Passage to read.
=======
In the middle of Parashat Mishpatim, a Torah portion full of laws, we find arguably the most important law in the Torah. These laws, given immediately after revelation at Sinai, after the Ten Commandments, are meant to be a guide to how to build a society. These mitzvot, commandments, are bein adam l’chavero, are about interpersonal relationships. They are about how we treat our fellow.

And right in the middle of these laws we find “You shall not oppress a stranger, for you know the feelings of the stranger, having yourselves been strangers in the land of Egypt” (Ex. 23:9). The commandment to love, welcome, support, and not oppress the stranger appears more times than any other commandment in the Torah – more than observance of the Sabbath, observance of dietary laws, or even belief in God. One can easily deduce how important it is based on how often the commandment is mentioned.

Yet, I am actually perplexed that it is mentioned here at all. The Israelites crossed a split sea, leaving behind 400 years of being a stranger in a strange land, only two Torah portions ago. How could they have already forgotten to not oppress the stranger? How could they have already forgotten that they themselves were once strangers?

I believe it is not that they forgot, but rather that they needed to be reminded, because human instinct teaches us the opposite. After experiencing oppression, human instinct is to oppress another, lest we become oppressed again. Many who are guilty of assault, violence, and bullying were themselves once victims of such acts and as long as one is the oppressor, they are not the oppressed. The Israelites needed to be reminded to not oppress the stranger out of concern that they would to ensure that they themselves didn’t become oppressed.

But if we only think about ourselves, then we fail – we fail at life and fail as God’s partners in creating this world. Our lives are intertwined. Just as we expect allies to stand with us in oppression, then we must stand with others. We must be reminded to do so. We must be reminded because we were once oppressed, we were once strangers – and how easily we could become strangers again.

Let us take inspiration from the repetition of this command, from the importance of this command. Let it define us as Jews and let it inspire us in how we act.
=======
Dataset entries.
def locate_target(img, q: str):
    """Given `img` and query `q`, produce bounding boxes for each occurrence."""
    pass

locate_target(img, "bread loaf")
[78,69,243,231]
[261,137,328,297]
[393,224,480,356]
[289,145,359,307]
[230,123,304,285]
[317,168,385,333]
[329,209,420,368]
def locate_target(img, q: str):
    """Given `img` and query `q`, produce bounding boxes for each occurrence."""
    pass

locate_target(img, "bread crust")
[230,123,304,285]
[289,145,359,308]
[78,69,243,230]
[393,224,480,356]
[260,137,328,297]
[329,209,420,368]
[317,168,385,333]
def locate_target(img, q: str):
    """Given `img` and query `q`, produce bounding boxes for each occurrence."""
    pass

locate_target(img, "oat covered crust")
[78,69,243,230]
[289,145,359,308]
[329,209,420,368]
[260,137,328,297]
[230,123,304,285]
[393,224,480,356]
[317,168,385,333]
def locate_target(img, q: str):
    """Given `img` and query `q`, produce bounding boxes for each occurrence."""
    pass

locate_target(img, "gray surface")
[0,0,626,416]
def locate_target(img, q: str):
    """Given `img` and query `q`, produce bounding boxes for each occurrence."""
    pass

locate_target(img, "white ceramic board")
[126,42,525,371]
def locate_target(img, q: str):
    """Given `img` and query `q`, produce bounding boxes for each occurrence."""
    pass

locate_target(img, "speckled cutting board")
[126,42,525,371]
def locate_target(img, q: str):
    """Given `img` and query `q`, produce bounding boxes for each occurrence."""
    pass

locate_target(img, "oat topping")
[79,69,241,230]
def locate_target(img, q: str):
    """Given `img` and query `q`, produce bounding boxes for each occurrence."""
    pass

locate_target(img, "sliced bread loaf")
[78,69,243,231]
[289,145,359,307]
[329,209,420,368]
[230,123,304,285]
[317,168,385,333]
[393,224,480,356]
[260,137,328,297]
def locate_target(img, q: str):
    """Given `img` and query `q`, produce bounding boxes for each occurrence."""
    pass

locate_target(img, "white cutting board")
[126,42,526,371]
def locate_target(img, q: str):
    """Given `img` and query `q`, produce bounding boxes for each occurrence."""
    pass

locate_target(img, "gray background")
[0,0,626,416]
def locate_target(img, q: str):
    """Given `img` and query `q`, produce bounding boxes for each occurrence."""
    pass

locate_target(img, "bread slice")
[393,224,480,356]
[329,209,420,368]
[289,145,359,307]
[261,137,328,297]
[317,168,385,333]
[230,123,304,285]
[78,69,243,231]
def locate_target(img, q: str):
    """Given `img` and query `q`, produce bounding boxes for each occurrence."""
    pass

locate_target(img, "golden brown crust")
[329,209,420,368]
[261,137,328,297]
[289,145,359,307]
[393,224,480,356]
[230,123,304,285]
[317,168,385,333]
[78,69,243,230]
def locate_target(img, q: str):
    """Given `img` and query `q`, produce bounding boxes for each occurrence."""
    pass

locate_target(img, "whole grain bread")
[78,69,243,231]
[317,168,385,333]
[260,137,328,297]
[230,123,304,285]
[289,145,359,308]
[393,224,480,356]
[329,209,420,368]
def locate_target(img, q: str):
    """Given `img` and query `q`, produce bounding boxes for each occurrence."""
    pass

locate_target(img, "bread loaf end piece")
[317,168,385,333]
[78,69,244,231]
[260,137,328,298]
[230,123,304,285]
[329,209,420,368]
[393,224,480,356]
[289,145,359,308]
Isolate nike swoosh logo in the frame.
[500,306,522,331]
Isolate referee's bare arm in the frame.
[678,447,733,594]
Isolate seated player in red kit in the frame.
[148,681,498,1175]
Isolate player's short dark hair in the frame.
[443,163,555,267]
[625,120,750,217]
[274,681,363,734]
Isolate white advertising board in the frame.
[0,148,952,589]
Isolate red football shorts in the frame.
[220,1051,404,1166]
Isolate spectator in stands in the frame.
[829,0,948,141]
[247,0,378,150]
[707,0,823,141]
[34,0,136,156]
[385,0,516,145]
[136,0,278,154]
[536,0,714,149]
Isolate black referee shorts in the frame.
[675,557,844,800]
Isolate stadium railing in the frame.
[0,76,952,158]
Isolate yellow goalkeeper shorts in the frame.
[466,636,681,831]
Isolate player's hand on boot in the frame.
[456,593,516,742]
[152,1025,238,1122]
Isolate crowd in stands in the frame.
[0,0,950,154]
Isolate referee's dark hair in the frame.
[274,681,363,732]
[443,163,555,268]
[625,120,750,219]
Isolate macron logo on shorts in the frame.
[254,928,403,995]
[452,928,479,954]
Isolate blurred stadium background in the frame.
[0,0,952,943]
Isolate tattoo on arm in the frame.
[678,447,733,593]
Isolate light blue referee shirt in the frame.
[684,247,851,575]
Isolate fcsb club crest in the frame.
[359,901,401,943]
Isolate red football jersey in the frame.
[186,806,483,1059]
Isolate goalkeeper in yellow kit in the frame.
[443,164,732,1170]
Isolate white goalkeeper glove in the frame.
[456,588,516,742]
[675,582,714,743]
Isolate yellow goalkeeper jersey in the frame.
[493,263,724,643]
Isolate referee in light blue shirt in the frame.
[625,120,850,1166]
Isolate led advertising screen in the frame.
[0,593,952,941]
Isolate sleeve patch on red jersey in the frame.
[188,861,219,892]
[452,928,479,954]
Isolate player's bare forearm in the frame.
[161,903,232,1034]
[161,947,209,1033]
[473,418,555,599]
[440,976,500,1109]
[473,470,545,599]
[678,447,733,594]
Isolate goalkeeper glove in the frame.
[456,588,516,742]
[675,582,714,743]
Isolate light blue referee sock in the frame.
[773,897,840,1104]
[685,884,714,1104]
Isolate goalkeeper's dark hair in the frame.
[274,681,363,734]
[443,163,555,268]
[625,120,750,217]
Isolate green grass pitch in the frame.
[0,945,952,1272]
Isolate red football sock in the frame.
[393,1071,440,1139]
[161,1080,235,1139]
=======
Directions for this task. Reproduce the part of the commentary on Parashat Mishpatim that starts with "But if we only" and goes on through "how we act.".

Response to the exercise.
But if we only think about ourselves, then we fail – we fail at life and fail as God’s partners in creating this world. Our lives are intertwined. Just as we expect allies to stand with us in oppression, then we must stand with others. We must be reminded to do so. We must be reminded because we were once oppressed, we were once strangers – and how easily we could become strangers again.

Let us take inspiration from the repetition of this command, from the importance of this command. Let it define us as Jews and let it inspire us in how we act.